• _Texte à lire_
::::::::

Nous surveillons également l’intégration de critères extra-financiers aux systèmes de rémunérations variables. Nous attendons des cibles matérielles, ambitieuses et objectivement mesurables. Trop souvent, les dirigeants remplissent les conditions pour percevoir cette rémunération, ce qui ne bénéficie à personne et surtout pas aux investisseurs. Nos constatations ont été confirmées par une étude récente de la London Business School.

Comment votre feuille de route «net zéro» se traduit-elle dans votre politique de vote et d’engagement ?

Nos engagements «Net Zero 2050» ont été définis dans le cadre de notre engagement au sein de la Net Zero Asset Management Initiative, et formalisés fin 2022. Pour la première étape, qui se situe à l’horizon 2030, nous allons demander aux entreprises cotées en portefeuille, représentant 55% de nos actifs sous gestion, de présenter des plans de décarbonation crédibles, validés sur le plan scientifique, mais pas forcément par la SBTi (Science Based Target Initiative).

Dans les deux ou trois ans à venir, notre politique de vote sera appelée à évoluer, car il nous faudra clarifier nos positions. Le but de l’engagement, pour nous, est bien que 55% de nos encours aient des cibles de décarbonation crédibles.

::::::::

• _Données fournies_

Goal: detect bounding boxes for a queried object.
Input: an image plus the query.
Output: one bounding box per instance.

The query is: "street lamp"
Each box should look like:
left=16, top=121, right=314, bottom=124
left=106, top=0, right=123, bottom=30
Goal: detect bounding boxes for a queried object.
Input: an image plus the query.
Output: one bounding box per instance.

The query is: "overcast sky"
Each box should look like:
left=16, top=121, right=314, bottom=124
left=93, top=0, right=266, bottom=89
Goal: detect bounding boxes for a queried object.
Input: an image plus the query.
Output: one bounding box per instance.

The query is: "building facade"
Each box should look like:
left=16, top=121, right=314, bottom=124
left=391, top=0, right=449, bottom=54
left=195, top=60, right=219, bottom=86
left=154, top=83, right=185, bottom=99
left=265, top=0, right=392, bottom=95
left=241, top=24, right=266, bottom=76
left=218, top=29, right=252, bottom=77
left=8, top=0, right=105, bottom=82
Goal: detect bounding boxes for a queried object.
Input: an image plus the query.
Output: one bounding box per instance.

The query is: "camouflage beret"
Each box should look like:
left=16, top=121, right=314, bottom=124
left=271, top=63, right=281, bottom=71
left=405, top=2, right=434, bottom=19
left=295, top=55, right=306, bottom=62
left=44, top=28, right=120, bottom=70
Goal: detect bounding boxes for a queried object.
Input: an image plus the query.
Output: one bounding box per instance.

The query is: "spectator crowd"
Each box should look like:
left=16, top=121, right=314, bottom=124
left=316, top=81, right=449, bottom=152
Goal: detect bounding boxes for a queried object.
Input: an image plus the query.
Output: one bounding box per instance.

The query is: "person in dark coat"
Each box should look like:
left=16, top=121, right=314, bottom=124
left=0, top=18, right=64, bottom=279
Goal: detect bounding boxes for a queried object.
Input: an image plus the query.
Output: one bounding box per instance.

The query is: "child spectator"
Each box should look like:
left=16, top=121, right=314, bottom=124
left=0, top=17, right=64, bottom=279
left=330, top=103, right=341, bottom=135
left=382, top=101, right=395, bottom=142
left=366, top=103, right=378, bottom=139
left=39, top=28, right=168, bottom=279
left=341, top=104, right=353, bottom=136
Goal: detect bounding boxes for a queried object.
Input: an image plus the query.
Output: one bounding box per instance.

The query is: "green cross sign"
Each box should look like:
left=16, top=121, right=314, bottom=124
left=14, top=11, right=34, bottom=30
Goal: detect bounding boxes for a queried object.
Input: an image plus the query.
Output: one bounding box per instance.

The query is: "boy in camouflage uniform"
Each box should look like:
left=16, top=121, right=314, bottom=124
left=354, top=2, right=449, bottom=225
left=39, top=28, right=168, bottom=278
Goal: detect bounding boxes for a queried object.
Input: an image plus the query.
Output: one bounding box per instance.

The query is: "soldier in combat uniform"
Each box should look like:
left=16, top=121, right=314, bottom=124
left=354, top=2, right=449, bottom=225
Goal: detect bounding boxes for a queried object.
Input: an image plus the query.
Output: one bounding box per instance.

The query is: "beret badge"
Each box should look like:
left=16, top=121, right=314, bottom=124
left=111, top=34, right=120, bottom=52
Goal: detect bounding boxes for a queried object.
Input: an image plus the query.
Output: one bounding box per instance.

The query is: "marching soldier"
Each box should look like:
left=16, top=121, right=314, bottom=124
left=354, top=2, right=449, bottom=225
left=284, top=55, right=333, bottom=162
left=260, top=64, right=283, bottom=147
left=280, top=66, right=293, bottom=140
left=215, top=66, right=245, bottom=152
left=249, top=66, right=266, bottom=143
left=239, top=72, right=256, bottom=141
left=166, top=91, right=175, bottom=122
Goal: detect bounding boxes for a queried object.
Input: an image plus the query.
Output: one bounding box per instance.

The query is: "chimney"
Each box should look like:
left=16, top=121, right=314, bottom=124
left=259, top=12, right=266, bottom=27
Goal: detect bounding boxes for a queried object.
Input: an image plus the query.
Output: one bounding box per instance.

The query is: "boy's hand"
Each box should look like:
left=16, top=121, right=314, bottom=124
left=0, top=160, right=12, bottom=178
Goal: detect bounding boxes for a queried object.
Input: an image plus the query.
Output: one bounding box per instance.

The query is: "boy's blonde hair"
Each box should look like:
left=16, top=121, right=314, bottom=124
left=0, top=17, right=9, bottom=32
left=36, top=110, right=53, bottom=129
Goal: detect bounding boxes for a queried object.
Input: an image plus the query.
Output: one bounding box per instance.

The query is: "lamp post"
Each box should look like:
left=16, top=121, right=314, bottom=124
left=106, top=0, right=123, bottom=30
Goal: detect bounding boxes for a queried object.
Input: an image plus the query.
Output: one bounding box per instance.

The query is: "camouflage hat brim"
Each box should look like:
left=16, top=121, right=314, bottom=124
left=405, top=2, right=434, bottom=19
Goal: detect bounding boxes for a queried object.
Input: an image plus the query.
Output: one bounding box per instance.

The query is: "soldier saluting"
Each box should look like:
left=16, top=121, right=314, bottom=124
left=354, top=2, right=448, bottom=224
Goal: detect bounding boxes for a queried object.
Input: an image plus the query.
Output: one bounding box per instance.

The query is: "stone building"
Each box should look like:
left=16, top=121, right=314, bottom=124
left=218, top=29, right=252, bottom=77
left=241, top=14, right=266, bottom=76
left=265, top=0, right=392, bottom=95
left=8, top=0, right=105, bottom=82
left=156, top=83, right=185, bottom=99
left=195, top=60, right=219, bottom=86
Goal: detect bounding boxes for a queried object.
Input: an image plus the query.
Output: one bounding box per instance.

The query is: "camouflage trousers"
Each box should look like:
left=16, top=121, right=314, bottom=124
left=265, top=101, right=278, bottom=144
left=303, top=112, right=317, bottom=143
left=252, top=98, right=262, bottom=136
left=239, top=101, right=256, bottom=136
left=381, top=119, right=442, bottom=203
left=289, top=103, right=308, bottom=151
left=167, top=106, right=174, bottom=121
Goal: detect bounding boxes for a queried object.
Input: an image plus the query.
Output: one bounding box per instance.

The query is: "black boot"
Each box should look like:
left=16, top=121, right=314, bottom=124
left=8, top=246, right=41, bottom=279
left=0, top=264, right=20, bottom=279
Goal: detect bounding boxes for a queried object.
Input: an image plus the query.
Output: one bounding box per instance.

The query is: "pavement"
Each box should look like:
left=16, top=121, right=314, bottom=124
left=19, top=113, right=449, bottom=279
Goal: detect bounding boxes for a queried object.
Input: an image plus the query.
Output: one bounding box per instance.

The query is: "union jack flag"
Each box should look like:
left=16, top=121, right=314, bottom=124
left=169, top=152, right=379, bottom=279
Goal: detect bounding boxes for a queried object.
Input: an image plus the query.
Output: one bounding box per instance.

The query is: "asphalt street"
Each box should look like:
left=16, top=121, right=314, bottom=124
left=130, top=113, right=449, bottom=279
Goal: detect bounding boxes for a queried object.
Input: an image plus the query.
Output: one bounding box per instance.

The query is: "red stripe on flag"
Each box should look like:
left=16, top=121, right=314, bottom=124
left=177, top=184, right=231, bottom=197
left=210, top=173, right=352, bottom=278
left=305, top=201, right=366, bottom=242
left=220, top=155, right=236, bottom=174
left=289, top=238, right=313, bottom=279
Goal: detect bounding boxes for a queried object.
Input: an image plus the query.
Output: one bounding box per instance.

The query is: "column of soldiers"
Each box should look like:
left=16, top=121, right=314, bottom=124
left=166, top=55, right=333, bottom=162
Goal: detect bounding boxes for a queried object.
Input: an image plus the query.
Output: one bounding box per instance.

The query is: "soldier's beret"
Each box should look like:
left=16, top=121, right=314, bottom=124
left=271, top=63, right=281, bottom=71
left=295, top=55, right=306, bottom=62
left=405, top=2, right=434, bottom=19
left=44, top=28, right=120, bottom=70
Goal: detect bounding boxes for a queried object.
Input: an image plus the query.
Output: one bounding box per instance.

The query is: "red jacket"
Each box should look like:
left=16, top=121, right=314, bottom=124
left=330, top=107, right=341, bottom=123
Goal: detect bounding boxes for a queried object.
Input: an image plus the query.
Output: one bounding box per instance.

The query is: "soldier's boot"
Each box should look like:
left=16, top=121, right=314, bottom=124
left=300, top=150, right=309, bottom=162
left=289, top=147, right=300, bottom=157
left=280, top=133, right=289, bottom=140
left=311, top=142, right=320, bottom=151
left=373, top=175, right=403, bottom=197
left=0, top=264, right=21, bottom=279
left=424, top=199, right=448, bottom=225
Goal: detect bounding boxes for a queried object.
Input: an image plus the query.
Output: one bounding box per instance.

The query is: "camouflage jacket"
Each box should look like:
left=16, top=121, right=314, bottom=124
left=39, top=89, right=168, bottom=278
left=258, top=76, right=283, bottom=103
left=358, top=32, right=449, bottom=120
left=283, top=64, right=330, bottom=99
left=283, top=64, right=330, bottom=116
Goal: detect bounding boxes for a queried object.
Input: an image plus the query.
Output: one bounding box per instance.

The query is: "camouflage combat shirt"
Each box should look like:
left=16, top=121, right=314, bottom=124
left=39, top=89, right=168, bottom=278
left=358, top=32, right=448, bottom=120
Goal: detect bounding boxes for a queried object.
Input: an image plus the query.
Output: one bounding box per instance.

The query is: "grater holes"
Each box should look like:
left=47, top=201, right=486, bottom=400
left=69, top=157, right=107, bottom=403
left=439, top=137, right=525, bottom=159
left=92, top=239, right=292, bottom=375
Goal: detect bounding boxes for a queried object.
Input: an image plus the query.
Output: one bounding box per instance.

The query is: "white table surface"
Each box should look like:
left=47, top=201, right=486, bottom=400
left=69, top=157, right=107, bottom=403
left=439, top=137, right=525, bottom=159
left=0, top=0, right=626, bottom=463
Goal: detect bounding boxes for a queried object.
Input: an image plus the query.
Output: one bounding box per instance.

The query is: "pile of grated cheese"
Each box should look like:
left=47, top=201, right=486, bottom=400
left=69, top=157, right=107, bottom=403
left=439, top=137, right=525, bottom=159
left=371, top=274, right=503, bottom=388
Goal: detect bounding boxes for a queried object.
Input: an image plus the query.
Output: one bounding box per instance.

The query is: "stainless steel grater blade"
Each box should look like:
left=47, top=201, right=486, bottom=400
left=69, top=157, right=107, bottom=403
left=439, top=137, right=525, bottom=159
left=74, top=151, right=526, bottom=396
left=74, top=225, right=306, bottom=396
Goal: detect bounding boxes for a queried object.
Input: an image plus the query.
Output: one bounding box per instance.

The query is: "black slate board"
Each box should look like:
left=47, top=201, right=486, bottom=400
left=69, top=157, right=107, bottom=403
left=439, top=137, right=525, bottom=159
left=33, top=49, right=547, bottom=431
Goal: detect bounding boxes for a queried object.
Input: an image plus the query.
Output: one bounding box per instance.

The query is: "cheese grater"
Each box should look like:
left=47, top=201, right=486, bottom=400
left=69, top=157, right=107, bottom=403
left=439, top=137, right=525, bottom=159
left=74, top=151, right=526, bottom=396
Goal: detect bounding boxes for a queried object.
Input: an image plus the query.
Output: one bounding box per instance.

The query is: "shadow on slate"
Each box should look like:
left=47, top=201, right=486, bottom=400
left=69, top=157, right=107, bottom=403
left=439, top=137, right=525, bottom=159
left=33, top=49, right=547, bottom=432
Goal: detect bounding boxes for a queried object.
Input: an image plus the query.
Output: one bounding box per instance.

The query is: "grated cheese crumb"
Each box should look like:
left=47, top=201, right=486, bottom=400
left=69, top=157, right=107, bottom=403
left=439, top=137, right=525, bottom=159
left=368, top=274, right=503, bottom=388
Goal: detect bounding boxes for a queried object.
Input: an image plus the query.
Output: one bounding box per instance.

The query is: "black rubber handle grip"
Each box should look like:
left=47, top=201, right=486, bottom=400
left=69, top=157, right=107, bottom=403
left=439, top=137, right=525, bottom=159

::::::::

• _À faire_
• 1. Réponds à ces questions sur le texte à propos de la politique de vote :
(a) Quelle école a confirmé les constatations sur les rémunérations variables ?
(b) Quand les engagements « Net Zero 2050 » ont-ils été formalisés ?
(c) Quelle part des actifs sous gestion représentent les entreprises cotées en portefeuille ?
• 2. Compte les lignes de la liste qui contiennent le mot « uniform » et indique seulement ce nombre.

• _Corrigé_
• 1.
(a) La London Business School.
(b) Fin 2022.
(c) 55 %.

• 2. 2